BEGIN Records for processing

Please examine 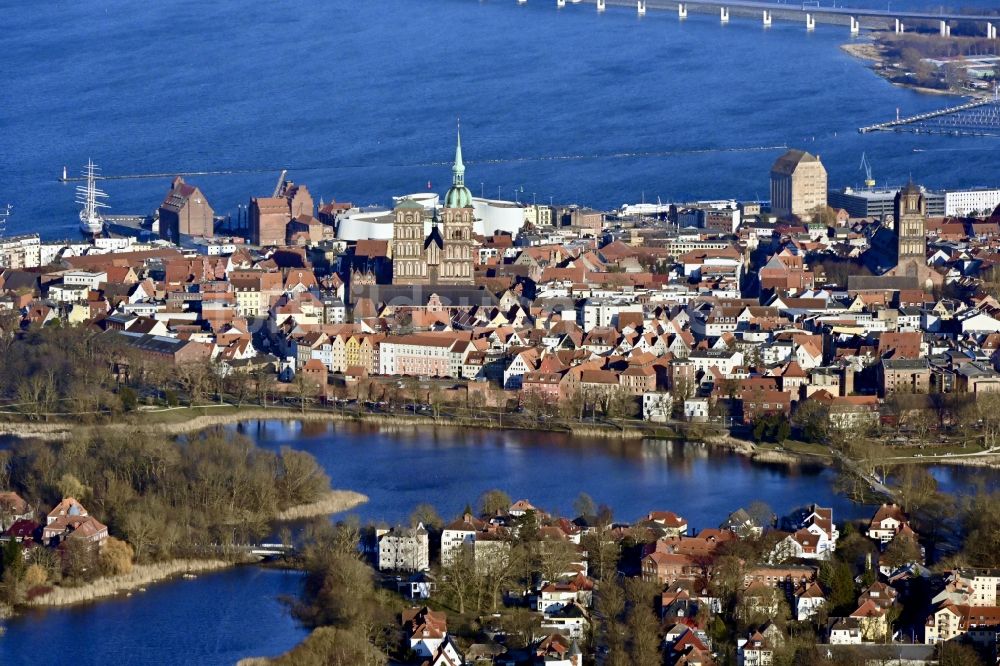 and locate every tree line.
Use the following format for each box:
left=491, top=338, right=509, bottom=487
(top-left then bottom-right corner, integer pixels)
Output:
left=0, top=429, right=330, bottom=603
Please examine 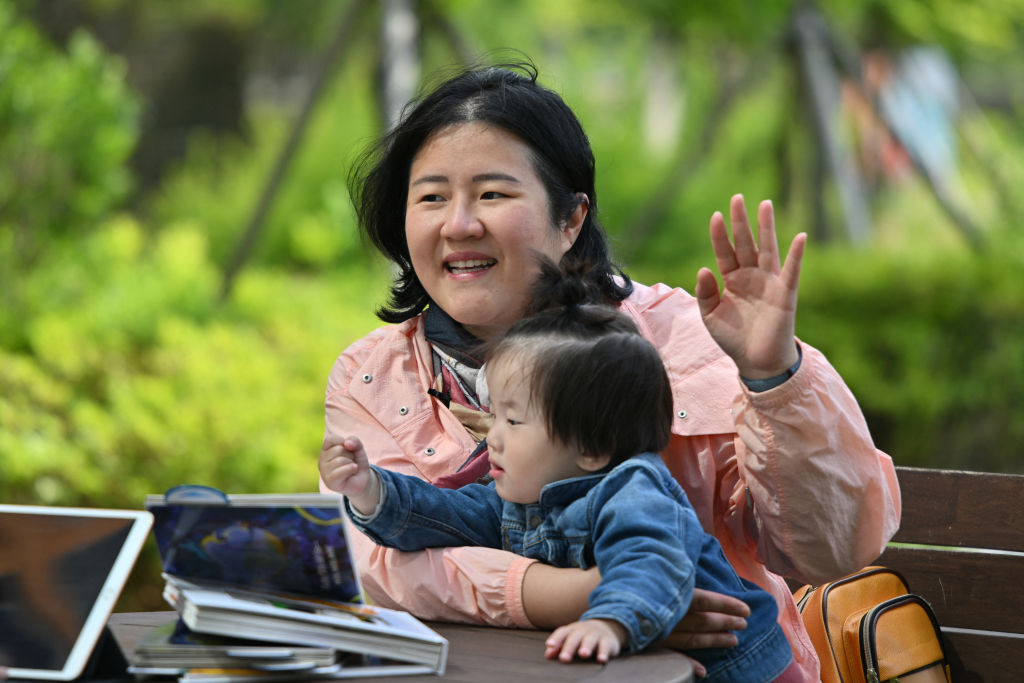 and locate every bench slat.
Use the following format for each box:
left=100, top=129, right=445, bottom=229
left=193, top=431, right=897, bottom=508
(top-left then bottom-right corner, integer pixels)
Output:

END Records for processing

Task directions: What you return must be the line that contains "left=193, top=431, right=897, bottom=508" followed by every remaining line of the material, all exactly as written and nothing more.

Response to the exercise:
left=193, top=431, right=897, bottom=508
(top-left then bottom-right corner, integer pixels)
Output:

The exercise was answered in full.